Entries taken from a collection:

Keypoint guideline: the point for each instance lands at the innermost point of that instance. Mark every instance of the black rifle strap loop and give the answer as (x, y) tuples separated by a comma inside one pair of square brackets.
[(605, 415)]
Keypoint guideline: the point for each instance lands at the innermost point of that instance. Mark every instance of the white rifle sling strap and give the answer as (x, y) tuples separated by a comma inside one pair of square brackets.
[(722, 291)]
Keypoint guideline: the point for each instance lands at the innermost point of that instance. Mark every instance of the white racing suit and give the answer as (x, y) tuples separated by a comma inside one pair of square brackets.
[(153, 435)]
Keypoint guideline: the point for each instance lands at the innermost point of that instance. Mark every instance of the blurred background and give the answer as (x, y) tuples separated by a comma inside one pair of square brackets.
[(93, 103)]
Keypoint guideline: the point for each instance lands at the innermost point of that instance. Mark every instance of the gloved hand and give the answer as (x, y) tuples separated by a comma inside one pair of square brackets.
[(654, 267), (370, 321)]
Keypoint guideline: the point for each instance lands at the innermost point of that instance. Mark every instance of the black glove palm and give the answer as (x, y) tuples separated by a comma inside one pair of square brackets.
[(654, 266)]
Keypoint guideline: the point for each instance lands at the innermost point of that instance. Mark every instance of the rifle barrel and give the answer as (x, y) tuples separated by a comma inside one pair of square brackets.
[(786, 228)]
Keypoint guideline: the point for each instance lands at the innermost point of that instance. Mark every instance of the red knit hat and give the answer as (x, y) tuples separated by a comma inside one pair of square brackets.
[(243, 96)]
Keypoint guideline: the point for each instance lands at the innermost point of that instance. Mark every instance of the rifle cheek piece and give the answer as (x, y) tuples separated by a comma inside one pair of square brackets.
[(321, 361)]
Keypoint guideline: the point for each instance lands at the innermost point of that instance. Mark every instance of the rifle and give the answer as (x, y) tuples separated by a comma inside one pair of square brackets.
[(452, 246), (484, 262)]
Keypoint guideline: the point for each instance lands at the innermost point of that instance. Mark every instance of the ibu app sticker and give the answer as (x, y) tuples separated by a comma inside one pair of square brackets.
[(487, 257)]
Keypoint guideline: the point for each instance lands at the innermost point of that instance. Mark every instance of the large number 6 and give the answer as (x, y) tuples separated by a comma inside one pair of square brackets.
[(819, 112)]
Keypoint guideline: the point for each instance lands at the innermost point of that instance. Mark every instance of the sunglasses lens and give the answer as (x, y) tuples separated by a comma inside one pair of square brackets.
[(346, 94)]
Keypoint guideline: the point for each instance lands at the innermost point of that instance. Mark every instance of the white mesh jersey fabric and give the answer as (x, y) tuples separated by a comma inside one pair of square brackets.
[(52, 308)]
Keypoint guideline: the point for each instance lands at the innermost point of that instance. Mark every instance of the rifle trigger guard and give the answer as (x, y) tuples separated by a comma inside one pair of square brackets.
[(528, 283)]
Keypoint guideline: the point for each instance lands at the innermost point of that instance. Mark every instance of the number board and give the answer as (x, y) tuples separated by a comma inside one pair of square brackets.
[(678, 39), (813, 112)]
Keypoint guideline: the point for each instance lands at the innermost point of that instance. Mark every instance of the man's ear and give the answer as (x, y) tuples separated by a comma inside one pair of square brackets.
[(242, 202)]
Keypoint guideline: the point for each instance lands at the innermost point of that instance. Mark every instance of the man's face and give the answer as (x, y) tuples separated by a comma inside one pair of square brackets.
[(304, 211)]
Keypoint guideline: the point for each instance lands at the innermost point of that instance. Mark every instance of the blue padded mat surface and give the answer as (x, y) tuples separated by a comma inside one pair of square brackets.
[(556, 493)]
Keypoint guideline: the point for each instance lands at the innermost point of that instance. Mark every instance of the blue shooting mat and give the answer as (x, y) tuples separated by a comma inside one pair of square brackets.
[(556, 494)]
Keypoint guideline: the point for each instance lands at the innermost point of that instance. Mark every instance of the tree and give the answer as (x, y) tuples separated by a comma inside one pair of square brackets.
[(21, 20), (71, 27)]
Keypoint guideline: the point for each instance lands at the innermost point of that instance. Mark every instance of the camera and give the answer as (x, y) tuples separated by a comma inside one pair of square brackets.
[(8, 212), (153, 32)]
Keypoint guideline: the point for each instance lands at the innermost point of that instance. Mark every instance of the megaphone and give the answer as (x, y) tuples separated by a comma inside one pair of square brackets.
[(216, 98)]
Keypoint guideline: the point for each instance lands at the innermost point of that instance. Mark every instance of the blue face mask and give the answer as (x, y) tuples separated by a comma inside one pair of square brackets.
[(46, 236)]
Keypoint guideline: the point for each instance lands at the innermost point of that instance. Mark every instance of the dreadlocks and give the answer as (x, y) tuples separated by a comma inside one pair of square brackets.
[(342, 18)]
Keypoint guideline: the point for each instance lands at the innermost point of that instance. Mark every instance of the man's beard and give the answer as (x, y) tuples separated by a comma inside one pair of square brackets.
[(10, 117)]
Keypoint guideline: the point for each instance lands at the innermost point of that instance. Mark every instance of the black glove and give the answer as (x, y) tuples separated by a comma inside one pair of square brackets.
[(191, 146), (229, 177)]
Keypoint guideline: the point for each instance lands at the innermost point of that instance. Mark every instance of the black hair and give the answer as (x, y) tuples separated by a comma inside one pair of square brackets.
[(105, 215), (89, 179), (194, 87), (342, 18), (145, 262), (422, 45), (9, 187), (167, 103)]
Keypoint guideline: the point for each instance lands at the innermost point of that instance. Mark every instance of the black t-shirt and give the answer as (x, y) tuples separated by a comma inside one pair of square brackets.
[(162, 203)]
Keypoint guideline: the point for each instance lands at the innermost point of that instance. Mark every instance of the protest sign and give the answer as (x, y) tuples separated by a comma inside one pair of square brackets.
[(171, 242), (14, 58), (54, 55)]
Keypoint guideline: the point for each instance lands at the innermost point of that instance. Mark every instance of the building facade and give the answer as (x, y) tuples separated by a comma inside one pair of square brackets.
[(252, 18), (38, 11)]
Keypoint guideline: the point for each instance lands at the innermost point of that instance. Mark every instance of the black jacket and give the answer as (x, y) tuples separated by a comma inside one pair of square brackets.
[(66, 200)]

Task goal:
Write the lines out again exactly, from the one containing "the black t-shirt" through the last line of the records, and include no other lines.

Response:
Keypoint guideline: the point for each instance lands at the innermost point of that instance. Mark every instance of the black t-shirt and give the answer as (x, y) tuples separated by a comma inside one pair of square brackets.
[(162, 203)]
Keypoint guideline: the point for each instance lands at the innermost point of that instance. Mark every instance of the protest sign and give the answer as (x, y) tuples separated by a comma inside one pair of square brackets.
[(171, 242), (14, 58), (54, 55)]
Keypoint guideline: the point for each instance lands at the innermost point of that instance. Mark every instance of the building facade and give the answer as (x, y) tuples separated by a comma inside one pair of square brackets.
[(252, 18), (38, 11)]
Keypoint guideline: the point for each instance lands at the innermost point of that instance. Mark every instance of the black jacket and give the answer as (x, y) tuples separated by a comma inside one pair of square brackets.
[(66, 200)]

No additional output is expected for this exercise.